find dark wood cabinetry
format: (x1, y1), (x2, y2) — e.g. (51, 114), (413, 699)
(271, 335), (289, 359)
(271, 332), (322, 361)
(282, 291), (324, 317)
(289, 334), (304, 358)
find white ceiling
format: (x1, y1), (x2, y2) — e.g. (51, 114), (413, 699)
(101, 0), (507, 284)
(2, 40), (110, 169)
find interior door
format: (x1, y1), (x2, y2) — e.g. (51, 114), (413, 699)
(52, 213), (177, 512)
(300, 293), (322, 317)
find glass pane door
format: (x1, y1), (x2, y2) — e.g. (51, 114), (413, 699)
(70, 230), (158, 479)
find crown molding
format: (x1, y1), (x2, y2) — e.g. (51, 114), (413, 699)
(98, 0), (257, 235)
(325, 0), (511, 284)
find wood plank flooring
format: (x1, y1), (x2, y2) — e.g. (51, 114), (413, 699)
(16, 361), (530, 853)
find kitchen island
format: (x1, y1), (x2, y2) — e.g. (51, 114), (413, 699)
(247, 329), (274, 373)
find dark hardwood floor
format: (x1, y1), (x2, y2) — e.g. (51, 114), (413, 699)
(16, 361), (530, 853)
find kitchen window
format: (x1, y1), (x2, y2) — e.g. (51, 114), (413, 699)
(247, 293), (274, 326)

CHALLENGE: Give the lines from the one with "find dark hardwood floor" through the end of the material as a JSON list of strings, one string per line, leaving out any blank lines.

TASK OUTPUT:
[
  "find dark hardwood floor",
  "format: (x1, y1), (x2, y2) — e.g. (51, 114), (413, 699)",
  "(16, 361), (530, 853)",
  "find kitchen window",
  "format: (x1, y1), (x2, y2) — e.g. (51, 114), (413, 699)",
  "(247, 293), (274, 326)"
]